ASSIGNED TASK –
Although the entries contain pictures, only their words should be duplicated exactly.

DATA SHOWN –

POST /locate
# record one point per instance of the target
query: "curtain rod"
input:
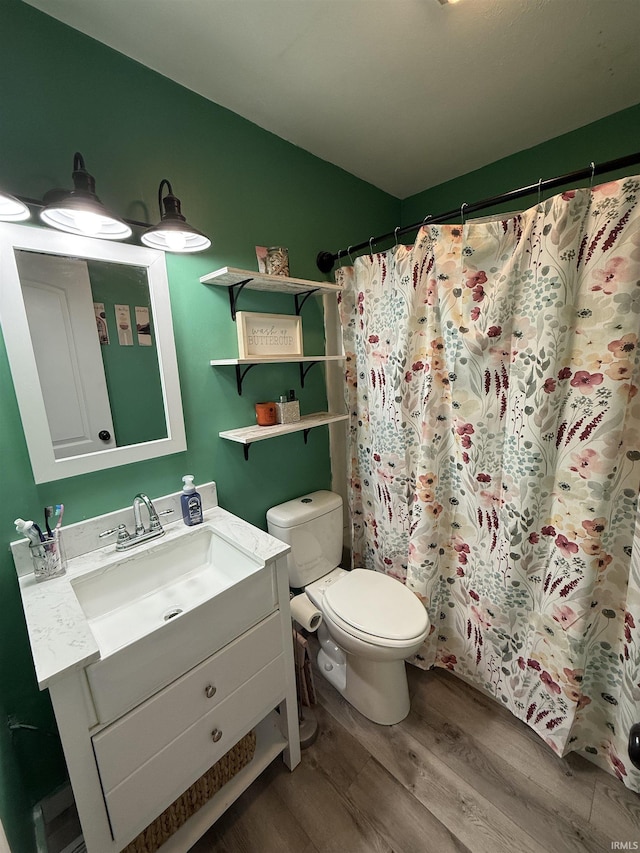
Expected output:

ANSWER SECTION –
POST /locate
# record one point per instance of the target
query: "curtain rod"
input:
Expected output:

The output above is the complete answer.